• Exercise aim: Return the listing below verbatim. Pictures do not belong in the copy.

-- Data for processing start --

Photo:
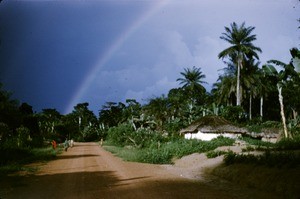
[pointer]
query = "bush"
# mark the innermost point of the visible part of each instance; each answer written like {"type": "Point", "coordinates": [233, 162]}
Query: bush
{"type": "Point", "coordinates": [124, 135]}
{"type": "Point", "coordinates": [179, 148]}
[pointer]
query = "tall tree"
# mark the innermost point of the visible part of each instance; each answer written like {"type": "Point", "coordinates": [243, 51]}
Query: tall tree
{"type": "Point", "coordinates": [240, 38]}
{"type": "Point", "coordinates": [287, 78]}
{"type": "Point", "coordinates": [192, 81]}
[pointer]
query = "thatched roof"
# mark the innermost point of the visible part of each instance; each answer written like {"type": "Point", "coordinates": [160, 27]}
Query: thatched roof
{"type": "Point", "coordinates": [212, 124]}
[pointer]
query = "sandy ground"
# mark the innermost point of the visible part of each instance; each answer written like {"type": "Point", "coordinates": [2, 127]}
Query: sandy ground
{"type": "Point", "coordinates": [88, 171]}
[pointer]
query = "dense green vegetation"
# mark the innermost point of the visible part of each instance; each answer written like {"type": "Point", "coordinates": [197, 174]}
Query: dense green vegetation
{"type": "Point", "coordinates": [247, 93]}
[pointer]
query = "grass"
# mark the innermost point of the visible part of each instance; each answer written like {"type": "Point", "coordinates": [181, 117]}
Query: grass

-- Data for processing end --

• Correct answer:
Photo:
[pointer]
query = "bush"
# mark the innermost point of the visible part of each instance; each answer written like {"type": "Point", "coordinates": [233, 162]}
Query: bush
{"type": "Point", "coordinates": [124, 135]}
{"type": "Point", "coordinates": [179, 148]}
[pointer]
query = "tall tree"
# mark the innermost point of the visible part of each instance; each answer written like {"type": "Point", "coordinates": [243, 51]}
Query: tall tree
{"type": "Point", "coordinates": [240, 38]}
{"type": "Point", "coordinates": [287, 78]}
{"type": "Point", "coordinates": [192, 81]}
[pointer]
query = "thatched roof"
# mark the innermost point of the visible part of each instance; each answer written like {"type": "Point", "coordinates": [160, 27]}
Query: thatched roof
{"type": "Point", "coordinates": [212, 124]}
[pointer]
query = "sandy ground"
# mark the innermost point of the visible part of each instance; each answer written like {"type": "Point", "coordinates": [2, 127]}
Query: sandy ground
{"type": "Point", "coordinates": [88, 171]}
[pointer]
query = "dense green vegetation"
# mark the innermost point of the visible part of each instance; each answer written like {"type": "Point", "coordinates": [197, 174]}
Query: dense green vegetation
{"type": "Point", "coordinates": [247, 93]}
[pointer]
query = "grass"
# mark the innermost point of the visible part of each instance; each answer written like {"type": "Point", "coordinates": [181, 117]}
Query: grass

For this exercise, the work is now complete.